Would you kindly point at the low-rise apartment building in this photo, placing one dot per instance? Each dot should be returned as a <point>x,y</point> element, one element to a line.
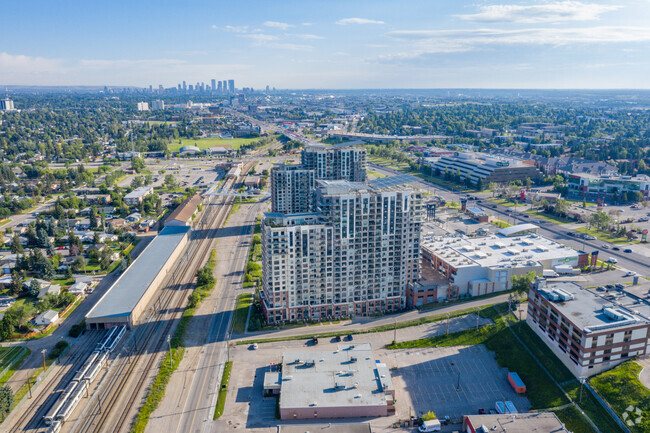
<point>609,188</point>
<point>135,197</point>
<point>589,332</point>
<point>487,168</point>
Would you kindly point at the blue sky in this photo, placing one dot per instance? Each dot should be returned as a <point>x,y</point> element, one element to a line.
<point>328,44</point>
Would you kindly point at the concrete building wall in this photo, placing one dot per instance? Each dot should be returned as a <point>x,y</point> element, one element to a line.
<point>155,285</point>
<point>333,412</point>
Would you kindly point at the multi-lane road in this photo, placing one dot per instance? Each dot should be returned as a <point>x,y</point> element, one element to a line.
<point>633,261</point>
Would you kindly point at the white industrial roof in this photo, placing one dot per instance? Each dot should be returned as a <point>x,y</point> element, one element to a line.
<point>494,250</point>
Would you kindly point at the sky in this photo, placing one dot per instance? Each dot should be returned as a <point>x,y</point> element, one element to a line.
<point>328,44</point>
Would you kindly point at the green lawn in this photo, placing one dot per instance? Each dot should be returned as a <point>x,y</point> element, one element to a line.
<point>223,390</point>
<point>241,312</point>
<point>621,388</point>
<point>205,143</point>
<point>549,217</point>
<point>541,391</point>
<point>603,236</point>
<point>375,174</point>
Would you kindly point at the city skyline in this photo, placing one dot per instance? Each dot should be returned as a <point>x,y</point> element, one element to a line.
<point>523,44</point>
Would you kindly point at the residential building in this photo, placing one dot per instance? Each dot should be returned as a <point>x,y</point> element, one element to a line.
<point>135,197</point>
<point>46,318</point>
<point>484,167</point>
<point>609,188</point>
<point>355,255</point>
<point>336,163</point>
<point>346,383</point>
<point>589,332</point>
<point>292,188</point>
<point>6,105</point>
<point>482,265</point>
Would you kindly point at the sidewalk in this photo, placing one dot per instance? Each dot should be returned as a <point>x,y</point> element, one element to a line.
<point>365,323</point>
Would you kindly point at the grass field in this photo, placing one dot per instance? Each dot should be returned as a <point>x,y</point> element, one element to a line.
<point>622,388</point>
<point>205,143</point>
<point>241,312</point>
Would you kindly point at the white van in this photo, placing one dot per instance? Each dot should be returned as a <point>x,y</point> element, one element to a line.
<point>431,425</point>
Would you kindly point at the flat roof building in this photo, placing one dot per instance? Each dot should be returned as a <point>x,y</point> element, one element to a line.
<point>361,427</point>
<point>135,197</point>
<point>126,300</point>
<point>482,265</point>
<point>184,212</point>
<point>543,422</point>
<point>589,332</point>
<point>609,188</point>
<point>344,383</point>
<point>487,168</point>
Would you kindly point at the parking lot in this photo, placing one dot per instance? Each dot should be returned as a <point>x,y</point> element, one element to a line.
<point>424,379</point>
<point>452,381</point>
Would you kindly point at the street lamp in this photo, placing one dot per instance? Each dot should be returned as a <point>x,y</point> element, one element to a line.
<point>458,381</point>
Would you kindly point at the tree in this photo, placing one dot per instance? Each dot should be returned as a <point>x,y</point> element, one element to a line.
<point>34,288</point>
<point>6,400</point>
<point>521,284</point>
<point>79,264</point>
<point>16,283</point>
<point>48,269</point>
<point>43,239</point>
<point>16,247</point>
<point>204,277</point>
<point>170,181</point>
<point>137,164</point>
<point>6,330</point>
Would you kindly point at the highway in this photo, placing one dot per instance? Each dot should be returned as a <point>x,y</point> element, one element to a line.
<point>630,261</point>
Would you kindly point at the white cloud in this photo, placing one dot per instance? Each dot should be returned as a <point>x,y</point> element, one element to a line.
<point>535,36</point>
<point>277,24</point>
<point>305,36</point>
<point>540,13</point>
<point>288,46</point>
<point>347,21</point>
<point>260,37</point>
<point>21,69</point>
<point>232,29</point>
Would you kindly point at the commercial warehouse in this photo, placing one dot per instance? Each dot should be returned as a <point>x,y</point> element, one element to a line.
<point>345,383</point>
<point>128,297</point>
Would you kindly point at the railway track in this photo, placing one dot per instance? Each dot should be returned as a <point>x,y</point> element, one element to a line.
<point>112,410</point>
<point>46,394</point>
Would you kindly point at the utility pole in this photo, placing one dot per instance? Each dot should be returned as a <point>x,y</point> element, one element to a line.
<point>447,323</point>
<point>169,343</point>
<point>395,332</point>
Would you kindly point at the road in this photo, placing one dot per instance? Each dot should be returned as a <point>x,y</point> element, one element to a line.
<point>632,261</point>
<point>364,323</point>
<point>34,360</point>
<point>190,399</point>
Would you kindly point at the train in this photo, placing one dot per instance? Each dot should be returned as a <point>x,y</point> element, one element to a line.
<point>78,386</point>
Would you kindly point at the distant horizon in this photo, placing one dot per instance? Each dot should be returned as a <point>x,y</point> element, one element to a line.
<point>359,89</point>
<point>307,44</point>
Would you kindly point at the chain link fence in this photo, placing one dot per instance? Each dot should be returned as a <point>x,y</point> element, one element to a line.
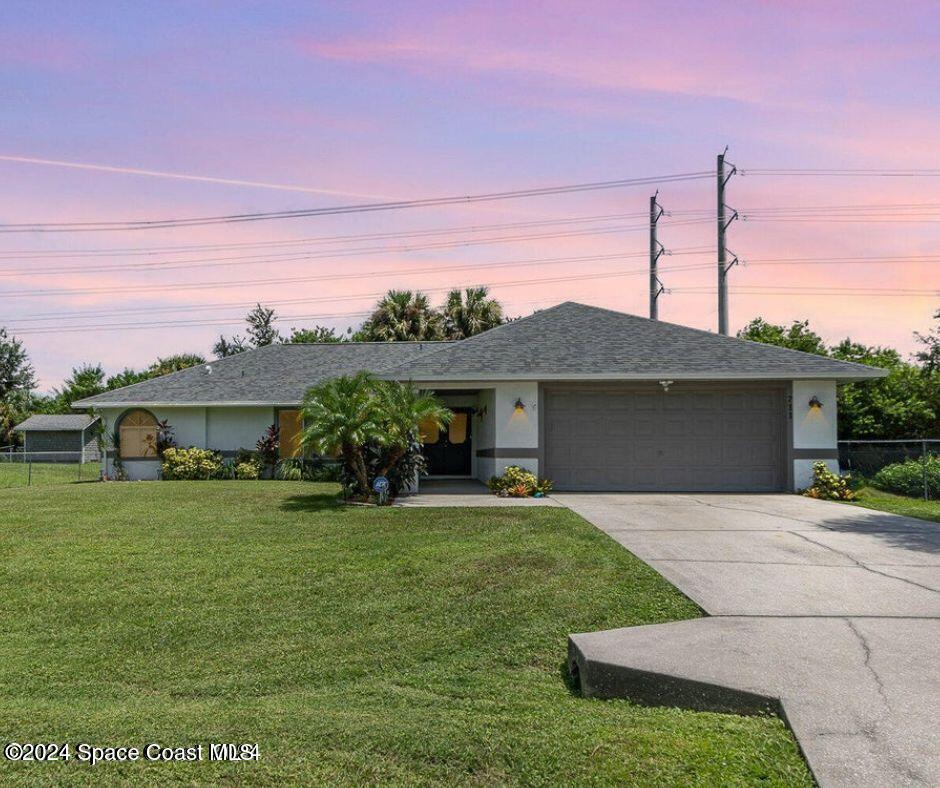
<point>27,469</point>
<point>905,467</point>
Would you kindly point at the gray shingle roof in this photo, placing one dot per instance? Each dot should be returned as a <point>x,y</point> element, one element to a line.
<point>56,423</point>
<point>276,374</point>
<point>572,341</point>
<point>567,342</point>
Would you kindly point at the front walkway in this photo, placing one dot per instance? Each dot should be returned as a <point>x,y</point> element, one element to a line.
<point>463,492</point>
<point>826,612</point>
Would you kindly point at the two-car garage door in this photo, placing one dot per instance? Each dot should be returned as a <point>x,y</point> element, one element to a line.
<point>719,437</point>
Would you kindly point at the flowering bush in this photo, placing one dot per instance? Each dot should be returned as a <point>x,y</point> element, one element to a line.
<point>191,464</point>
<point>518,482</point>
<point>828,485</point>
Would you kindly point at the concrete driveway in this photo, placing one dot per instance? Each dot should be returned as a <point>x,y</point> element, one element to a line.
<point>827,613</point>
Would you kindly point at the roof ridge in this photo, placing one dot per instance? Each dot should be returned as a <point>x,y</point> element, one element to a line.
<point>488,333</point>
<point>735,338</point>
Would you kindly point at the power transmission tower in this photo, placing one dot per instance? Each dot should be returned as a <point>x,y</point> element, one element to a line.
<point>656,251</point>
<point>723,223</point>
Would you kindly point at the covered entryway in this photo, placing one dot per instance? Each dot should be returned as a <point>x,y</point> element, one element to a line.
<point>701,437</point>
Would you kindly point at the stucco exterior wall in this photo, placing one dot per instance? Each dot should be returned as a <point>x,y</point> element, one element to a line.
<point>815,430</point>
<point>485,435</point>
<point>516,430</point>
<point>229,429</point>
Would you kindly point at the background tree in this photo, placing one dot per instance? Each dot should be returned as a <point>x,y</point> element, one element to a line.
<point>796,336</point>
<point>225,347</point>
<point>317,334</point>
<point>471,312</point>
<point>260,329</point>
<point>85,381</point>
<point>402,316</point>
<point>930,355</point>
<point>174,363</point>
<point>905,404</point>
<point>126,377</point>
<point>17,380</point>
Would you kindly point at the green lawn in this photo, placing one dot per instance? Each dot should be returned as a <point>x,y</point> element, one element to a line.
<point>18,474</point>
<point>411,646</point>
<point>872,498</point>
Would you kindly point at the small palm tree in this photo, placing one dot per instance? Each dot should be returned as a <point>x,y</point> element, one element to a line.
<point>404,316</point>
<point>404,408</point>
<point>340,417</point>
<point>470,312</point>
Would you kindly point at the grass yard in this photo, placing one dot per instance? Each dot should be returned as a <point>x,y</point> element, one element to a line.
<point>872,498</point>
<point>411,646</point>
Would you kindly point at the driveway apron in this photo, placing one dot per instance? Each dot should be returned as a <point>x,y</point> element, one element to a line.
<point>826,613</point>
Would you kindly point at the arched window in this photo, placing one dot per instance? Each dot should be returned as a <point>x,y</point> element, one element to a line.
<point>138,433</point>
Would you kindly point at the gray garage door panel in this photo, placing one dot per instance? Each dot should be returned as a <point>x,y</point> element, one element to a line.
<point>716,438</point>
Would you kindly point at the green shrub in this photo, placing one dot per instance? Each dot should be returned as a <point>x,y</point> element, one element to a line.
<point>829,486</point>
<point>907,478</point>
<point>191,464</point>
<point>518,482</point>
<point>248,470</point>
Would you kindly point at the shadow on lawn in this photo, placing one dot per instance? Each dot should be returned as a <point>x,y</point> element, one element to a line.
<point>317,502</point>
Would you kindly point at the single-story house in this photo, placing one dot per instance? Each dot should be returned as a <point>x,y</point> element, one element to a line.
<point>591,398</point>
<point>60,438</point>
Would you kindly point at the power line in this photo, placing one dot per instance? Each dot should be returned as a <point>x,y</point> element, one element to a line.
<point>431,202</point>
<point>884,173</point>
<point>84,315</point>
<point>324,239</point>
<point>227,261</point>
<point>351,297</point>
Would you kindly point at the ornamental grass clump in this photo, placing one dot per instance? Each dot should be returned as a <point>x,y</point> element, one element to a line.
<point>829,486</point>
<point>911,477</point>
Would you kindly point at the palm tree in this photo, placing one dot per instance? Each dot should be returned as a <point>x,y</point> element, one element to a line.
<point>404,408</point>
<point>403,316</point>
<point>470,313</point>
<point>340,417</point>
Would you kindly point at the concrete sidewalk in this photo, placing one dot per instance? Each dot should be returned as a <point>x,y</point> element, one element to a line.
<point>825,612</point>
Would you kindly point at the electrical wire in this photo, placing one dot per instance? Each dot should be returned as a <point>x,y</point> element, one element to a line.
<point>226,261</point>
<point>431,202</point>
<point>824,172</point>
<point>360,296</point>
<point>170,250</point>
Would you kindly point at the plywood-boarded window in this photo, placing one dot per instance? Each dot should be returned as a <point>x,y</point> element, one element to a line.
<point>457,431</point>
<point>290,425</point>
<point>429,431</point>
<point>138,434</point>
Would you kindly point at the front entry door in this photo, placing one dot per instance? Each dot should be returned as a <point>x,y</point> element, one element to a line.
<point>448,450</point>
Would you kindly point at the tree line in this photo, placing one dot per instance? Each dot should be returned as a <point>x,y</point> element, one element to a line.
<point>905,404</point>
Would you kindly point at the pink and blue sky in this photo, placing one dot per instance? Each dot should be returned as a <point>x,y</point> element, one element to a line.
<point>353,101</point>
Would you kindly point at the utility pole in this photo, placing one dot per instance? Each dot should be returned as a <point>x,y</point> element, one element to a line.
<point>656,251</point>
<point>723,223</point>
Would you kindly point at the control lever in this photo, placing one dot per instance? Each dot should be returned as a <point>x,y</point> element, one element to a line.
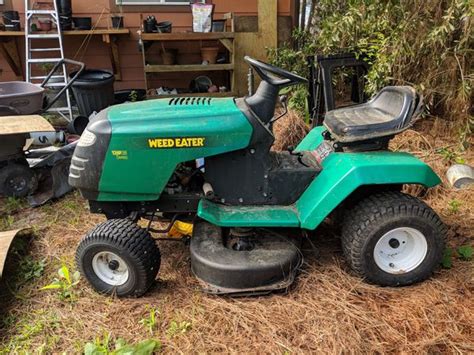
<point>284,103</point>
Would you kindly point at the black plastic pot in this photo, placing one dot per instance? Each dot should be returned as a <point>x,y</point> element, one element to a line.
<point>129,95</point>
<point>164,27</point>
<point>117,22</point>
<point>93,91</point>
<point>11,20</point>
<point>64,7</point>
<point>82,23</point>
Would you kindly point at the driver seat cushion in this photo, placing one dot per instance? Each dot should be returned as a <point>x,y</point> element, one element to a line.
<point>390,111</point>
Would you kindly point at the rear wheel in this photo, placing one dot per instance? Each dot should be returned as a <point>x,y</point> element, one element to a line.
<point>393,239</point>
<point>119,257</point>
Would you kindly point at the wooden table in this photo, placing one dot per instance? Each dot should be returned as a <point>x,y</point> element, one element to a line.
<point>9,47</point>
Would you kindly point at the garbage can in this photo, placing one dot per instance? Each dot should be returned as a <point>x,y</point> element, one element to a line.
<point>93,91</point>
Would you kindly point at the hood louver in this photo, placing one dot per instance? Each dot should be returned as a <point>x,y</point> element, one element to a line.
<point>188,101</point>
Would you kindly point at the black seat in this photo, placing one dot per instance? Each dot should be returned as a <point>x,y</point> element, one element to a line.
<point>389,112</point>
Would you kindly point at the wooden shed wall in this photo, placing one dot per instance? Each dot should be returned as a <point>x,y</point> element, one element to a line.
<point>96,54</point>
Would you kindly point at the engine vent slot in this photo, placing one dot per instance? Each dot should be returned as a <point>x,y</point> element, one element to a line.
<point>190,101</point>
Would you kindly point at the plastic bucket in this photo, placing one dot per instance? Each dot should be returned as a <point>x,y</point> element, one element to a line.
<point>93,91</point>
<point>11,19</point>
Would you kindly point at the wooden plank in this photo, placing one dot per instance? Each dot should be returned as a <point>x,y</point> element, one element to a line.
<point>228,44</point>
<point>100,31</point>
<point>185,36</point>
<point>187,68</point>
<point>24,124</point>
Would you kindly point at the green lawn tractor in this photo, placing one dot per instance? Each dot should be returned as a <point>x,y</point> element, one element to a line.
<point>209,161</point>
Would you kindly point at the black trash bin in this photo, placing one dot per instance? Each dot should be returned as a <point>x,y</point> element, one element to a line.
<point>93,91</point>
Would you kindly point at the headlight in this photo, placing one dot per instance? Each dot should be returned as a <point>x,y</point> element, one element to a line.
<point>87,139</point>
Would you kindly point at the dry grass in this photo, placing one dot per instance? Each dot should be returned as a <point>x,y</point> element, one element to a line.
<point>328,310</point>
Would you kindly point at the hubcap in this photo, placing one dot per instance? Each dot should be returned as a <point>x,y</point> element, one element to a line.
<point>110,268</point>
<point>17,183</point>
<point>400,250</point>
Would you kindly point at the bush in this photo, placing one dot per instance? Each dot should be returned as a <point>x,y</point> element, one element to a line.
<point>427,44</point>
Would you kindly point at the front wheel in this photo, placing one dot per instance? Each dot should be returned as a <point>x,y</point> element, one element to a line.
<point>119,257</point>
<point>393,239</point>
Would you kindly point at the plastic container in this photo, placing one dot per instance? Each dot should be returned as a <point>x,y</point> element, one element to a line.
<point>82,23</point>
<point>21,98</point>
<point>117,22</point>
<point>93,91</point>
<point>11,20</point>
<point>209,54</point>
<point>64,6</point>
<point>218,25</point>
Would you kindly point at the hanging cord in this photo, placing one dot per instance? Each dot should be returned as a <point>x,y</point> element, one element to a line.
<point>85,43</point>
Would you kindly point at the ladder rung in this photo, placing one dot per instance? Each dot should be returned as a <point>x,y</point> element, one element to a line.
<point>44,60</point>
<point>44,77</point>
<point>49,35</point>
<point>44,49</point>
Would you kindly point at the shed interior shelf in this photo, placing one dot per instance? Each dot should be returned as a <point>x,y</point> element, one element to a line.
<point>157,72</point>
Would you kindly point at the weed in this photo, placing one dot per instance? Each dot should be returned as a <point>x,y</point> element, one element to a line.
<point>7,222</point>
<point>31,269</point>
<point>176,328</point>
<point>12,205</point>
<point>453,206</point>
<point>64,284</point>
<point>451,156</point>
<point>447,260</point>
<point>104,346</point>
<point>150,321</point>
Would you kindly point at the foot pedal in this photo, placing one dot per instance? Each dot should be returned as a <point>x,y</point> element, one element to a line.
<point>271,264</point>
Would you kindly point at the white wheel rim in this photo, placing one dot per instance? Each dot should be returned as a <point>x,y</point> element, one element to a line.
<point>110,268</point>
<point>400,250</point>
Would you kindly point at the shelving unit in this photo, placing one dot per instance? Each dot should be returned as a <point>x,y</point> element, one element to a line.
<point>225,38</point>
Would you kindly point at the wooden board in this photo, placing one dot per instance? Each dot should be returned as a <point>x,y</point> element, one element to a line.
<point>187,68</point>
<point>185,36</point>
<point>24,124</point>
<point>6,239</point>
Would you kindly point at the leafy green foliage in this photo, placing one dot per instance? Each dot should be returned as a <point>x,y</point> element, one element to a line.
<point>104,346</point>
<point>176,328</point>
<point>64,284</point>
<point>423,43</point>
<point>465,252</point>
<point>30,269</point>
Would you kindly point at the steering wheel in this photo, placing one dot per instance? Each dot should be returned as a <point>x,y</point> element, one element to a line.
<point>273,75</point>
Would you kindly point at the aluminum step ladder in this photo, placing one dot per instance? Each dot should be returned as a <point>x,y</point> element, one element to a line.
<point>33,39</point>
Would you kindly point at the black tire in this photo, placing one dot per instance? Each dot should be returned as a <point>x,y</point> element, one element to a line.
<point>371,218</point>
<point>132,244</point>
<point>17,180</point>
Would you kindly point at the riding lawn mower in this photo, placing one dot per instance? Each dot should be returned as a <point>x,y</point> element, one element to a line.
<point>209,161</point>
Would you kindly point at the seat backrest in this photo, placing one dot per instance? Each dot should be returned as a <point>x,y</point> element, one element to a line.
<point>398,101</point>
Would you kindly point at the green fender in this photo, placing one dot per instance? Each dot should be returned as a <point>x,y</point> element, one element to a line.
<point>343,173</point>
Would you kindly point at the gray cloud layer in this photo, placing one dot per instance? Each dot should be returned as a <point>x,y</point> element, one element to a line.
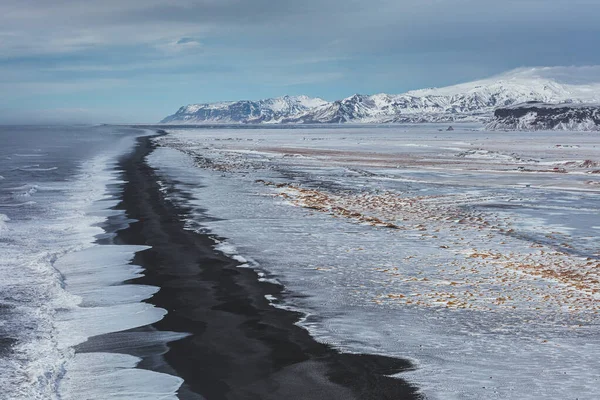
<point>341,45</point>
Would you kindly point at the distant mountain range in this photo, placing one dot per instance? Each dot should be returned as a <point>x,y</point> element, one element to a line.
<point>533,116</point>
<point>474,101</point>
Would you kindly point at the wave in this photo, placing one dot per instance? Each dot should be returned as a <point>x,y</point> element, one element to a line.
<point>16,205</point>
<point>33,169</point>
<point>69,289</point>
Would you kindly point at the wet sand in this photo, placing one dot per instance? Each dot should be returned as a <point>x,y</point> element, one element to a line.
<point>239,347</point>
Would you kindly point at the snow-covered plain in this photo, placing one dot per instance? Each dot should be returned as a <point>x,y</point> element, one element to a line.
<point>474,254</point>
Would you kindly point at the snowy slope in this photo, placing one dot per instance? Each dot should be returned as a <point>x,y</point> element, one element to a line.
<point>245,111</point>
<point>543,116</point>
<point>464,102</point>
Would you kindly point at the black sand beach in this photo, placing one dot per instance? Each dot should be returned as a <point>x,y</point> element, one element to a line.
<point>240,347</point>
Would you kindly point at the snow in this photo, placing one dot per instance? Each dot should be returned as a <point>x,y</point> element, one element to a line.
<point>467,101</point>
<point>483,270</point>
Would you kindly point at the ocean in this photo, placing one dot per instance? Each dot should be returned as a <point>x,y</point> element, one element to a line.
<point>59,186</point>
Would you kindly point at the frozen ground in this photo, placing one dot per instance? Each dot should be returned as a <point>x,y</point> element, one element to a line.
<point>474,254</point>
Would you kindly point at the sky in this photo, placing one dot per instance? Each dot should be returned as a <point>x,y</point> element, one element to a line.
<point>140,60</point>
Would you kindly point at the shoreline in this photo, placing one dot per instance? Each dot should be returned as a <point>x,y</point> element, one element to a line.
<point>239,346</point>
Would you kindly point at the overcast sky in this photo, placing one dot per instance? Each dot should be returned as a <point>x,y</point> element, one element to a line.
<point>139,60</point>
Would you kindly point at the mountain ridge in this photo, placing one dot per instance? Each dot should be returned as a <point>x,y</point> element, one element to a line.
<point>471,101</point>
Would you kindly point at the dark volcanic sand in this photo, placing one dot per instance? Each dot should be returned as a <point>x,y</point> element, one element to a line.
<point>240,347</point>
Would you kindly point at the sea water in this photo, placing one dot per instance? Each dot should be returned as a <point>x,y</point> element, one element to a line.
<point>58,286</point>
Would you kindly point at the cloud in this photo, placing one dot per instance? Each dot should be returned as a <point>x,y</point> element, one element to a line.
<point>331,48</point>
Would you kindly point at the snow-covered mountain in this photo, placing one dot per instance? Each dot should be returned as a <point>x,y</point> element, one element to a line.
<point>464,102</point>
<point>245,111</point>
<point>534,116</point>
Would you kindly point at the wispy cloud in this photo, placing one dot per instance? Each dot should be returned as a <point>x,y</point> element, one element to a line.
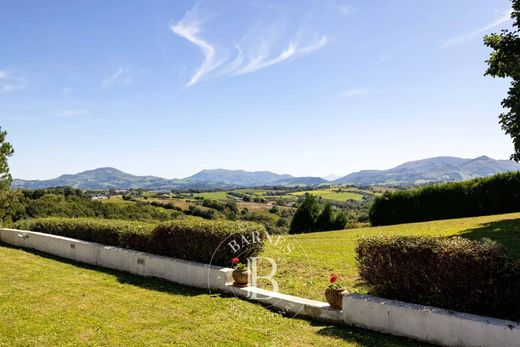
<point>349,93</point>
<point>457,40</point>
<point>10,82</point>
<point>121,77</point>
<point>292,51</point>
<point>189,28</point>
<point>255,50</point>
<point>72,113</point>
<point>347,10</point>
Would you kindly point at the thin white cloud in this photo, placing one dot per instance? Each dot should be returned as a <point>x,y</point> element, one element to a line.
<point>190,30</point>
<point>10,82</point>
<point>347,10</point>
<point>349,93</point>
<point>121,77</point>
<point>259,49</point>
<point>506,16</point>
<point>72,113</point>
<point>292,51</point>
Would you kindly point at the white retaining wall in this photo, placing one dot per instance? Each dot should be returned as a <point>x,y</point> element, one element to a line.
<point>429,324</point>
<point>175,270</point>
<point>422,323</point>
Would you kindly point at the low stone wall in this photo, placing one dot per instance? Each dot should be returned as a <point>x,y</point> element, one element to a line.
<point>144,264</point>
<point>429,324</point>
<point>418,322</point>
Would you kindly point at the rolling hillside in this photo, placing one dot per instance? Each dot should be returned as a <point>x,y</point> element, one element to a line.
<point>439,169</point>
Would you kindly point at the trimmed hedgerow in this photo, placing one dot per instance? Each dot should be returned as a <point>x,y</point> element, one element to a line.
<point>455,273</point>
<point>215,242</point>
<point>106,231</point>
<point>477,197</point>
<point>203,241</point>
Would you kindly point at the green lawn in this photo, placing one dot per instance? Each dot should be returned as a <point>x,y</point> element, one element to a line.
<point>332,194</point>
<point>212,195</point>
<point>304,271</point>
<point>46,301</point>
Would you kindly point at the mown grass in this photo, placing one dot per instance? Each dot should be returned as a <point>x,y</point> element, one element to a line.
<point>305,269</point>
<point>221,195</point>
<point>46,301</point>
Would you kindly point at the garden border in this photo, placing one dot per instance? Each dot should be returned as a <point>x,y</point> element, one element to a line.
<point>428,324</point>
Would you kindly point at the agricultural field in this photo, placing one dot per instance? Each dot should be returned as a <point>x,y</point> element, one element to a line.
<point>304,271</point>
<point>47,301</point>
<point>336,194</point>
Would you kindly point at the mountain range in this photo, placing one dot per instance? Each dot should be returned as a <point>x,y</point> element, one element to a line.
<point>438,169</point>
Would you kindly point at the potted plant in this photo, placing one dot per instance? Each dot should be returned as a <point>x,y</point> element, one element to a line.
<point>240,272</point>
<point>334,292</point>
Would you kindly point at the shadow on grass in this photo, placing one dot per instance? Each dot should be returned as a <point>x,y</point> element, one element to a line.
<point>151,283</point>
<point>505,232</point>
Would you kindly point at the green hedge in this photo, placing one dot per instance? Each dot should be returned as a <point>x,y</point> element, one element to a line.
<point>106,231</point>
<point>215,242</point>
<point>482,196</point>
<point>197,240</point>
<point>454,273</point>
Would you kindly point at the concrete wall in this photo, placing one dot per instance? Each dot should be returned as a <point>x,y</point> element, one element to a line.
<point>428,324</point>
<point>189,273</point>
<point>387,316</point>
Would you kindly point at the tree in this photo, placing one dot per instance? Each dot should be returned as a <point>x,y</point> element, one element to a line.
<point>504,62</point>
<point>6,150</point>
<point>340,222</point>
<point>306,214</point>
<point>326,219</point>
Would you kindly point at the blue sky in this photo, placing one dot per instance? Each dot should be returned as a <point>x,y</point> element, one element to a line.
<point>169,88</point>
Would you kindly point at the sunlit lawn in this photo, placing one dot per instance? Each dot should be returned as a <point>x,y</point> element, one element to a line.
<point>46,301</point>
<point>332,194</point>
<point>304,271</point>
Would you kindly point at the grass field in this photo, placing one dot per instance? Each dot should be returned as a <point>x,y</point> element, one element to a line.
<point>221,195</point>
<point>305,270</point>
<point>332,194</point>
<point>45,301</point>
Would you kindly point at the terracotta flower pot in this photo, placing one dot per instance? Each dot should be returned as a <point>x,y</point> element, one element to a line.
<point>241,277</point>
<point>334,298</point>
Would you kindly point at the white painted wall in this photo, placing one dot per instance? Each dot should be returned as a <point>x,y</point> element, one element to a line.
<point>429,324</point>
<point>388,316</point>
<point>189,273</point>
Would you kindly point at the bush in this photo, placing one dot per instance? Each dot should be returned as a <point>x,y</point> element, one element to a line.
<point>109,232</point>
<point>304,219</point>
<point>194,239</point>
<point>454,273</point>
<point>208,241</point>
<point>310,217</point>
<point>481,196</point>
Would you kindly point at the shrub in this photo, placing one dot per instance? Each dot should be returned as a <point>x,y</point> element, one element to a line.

#### What the task asks:
Could you rewrite the records as a numbered list, starting at their very first line and ending at the line containing "<point>375,174</point>", with both of those lines included? Leave out blank lines and pictures.

#### Expected answer:
1. Would you kindly point at the low-rise apartment building in this photo, placing one dot per instance? Each dot should be returned as a <point>x,y</point> element, one element to a line.
2. <point>609,188</point>
3. <point>135,197</point>
4. <point>589,332</point>
5. <point>487,168</point>
6. Would you kindly point at the blue sky in this photo, placing one dot per instance? Each dot should be returned as a <point>x,y</point> element, one element to a line.
7. <point>328,44</point>
8. Would you kindly point at the concrete building wall in this photo, placing one dot per instance? Each dot should be returned as a <point>x,y</point> element, one element to a line.
9. <point>155,285</point>
10. <point>333,412</point>
11. Would you kindly point at the multi-lane road in this photo, placing one dot per instance? Each dot should be returned as a <point>x,y</point> element, one element to a line.
12. <point>633,261</point>
13. Would you kindly point at the white industrial roof in this photo, placing one dot per instance? Each dot should be returned as a <point>x,y</point> element, one element to a line.
14. <point>494,250</point>
15. Would you kindly point at the sky in this photo, placing one dot per instance? Each dot should be returned as a <point>x,y</point> element, one element to a line.
16. <point>328,44</point>
17. Would you kindly point at the green lawn in this photo, placing one dot per instance? Each dot should be returned as a <point>x,y</point> element, one element to a line.
18. <point>223,390</point>
19. <point>241,312</point>
20. <point>621,388</point>
21. <point>205,143</point>
22. <point>549,217</point>
23. <point>541,391</point>
24. <point>603,236</point>
25. <point>375,174</point>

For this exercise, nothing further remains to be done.